_Records shown_.

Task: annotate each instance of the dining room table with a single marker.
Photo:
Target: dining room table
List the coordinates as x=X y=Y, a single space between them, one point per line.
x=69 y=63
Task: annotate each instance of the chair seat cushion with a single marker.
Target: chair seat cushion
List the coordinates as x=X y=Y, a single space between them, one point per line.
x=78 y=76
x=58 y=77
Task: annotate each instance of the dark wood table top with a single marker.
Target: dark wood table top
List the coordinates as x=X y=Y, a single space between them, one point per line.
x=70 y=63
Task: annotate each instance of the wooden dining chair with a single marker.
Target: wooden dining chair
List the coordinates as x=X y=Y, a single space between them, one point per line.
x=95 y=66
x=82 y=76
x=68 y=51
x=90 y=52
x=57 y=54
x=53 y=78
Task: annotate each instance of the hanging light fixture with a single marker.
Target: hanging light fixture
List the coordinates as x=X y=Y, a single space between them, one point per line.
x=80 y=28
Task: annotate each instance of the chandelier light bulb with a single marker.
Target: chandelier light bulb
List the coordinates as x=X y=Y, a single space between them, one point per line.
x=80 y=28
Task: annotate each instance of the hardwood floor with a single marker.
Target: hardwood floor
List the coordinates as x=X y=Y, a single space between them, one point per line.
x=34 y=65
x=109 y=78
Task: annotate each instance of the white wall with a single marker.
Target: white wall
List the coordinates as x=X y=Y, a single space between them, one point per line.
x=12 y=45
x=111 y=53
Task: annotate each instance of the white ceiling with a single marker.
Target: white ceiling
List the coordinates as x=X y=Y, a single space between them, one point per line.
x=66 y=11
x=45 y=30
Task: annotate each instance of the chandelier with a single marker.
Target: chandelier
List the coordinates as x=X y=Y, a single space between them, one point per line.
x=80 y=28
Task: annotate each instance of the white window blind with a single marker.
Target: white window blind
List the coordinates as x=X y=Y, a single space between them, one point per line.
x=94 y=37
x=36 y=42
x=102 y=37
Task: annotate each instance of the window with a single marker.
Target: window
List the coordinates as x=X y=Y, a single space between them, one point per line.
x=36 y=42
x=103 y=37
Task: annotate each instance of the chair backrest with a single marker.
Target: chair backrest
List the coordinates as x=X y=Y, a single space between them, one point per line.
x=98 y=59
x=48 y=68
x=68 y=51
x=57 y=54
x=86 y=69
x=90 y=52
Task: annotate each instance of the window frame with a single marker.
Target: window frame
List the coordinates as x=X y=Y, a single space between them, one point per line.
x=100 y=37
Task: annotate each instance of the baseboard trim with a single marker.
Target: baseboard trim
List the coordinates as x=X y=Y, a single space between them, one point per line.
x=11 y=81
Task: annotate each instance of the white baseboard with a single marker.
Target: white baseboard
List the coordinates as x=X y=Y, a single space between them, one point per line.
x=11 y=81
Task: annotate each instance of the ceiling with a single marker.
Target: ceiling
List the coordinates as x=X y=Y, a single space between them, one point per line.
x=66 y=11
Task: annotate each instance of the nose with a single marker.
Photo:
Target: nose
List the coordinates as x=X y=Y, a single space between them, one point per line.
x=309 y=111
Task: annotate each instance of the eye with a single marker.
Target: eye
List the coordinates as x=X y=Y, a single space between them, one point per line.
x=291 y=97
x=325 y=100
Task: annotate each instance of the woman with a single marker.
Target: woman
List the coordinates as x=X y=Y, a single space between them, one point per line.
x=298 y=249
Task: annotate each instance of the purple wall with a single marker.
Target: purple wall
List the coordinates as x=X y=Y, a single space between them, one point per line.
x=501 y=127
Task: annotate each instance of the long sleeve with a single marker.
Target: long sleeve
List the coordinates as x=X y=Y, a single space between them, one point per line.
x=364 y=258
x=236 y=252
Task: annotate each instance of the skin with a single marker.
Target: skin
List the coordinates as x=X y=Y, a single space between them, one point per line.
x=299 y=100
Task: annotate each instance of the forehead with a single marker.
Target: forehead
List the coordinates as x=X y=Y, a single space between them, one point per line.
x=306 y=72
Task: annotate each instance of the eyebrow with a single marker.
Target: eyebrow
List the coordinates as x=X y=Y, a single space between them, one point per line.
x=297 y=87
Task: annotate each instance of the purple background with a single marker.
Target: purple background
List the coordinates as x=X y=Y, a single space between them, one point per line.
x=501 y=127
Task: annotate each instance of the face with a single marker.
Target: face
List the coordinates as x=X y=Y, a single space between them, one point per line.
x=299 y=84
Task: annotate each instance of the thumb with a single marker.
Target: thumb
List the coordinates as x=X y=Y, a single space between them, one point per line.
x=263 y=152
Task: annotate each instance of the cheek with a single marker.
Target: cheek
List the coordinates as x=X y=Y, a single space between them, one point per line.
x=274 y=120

_What is required_.
Reproduce the records above in their entirety, unchanged.

_Completed exercise_.
Task: annotate each instance of the dining room table with a single marker.
Photo:
Target: dining room table
List the coordinates as x=X y=Y, a single space between them, one point per line.
x=69 y=63
Task: annotate each instance of the chair seat cushion with a single marker.
Target: chair seat cushion
List the coordinates as x=X y=Y, a single space between them, one point per line.
x=78 y=76
x=58 y=77
Task: annotate each instance of the dark wood table top with a single marker.
Target: dark wood table top
List the coordinates as x=X y=Y, a single space between them, one point per line.
x=70 y=63
Task: annotate each instance of the wooden dining chair with a single marker.
Target: wooden dining chair
List the coordinates as x=X y=Y, a single space between them, one point per line.
x=95 y=66
x=82 y=76
x=68 y=51
x=90 y=52
x=57 y=54
x=53 y=78
Task: annotate each instance of the hanging light fixture with a single marker.
Target: hanging light fixture
List the coordinates as x=X y=Y, a single space between them, one point per line.
x=80 y=28
Task: annotate each instance of the chandelier light bulb with a single marker.
Target: chandelier light bulb
List the coordinates as x=X y=Y, a single space between them, one point per line.
x=80 y=28
Task: annotate each instance of the hardwood floor with a single marker.
Target: hardwood floor
List the coordinates as x=X y=Y, a single space between them, one point per line.
x=34 y=65
x=109 y=78
Task: annotate each instance of the white wall with a single marker.
Target: white wall
List the coordinates as x=X y=Y, a single space between them, one point per line.
x=12 y=45
x=111 y=53
Task: annotate each instance of the white ceiling with a single marker.
Target: white ceiling
List the coordinates as x=X y=Y, a single space between them, one point per line.
x=66 y=11
x=45 y=30
Task: annotate each instance of the chandelier with a single marker.
Target: chandelier
List the coordinates as x=X y=Y, a single space between them, one point per line.
x=80 y=28
Task: annotate each instance of the white window blind with a single marker.
Target: white window blind
List the coordinates as x=X y=Y, a single space between them, one point per line.
x=94 y=37
x=36 y=42
x=102 y=37
Task: annotate each instance of the window with a single marker.
Target: window
List the coordinates as x=X y=Y, a single space between them, one point per line.
x=36 y=42
x=103 y=37
Task: annotate each instance of the chair backrest with a single marker.
Target: chair backrest
List the coordinates as x=X y=Y, a single space between them, one point per line.
x=98 y=59
x=48 y=68
x=68 y=51
x=57 y=54
x=86 y=69
x=90 y=52
Task: annotate each instance of the window frame with a single marker.
Target: window frame
List the coordinates as x=X y=Y, a single space between them, one point per line.
x=100 y=37
Task: annotate each instance of the baseboard trim with a single marker.
Target: baseboard trim
List the coordinates as x=X y=Y, a single space between them, one point per line.
x=11 y=81
Task: annotate each instance of the white baseboard with a single marker.
Target: white baseboard
List the coordinates as x=X y=Y, a single space between them, one point per line.
x=11 y=81
Task: annotate each instance of the ceiling with a single marker.
Target: ceiling
List the coordinates as x=X y=Y, a single space between them, one point per line.
x=66 y=11
Task: annotate each instance of the nose with a single marker.
Photo:
Target: nose
List the coordinates as x=X y=Y, a single space between them, one point per line.
x=309 y=111
Task: annotate each instance of the eye with a single marker.
Target: eye
List the coordinates as x=X y=Y, a single space between them, one point per line.
x=291 y=97
x=325 y=100
Task: annotate each instance of the woman with a single marker.
Target: woman
List the coordinates as x=X y=Y, a single space between them, one point per line.
x=298 y=249
Task: annotate each instance of the purple wall with a single marker.
Target: purple wall
List the coordinates as x=X y=Y, a single space between them, one point per line.
x=501 y=127
Task: annotate each instance of the long sleeve with a single marker.
Target: long sleeve
List the coordinates as x=X y=Y, a single space between them, one point per line.
x=364 y=258
x=236 y=252
Task: annotate each instance of the skin with a single marker.
Target: skin
List the coordinates as x=X y=Y, a single space between them, one point per line.
x=299 y=100
Task: annotate each instance of the forehead with a single marker.
Target: forehead
List the coordinates as x=X y=Y, a single space between them, one point per line.
x=306 y=72
Task: annotate each instance of the eyebrow with a single marker.
Target: eyebrow
List the coordinates as x=X y=Y, a single space between them, one point per line.
x=297 y=87
Task: annotate each instance of the purple background with a single marker.
Target: purple background
List the coordinates as x=X y=Y, a single space between them, one point per line.
x=501 y=127
Task: annotate each instance of the face with a single marker.
Target: face
List the coordinates as x=X y=Y, a single space between them, one point per line.
x=299 y=84
Task: annotate each instance of the thumb with a single marker.
Target: thumb
List the coordinates as x=X y=Y, a single space between them, one point per line.
x=263 y=152
Task: annotate each instance of the cheek with a single marker.
Target: cheek
List the coordinates as x=X y=Y, a single space between them, one point per line.
x=274 y=120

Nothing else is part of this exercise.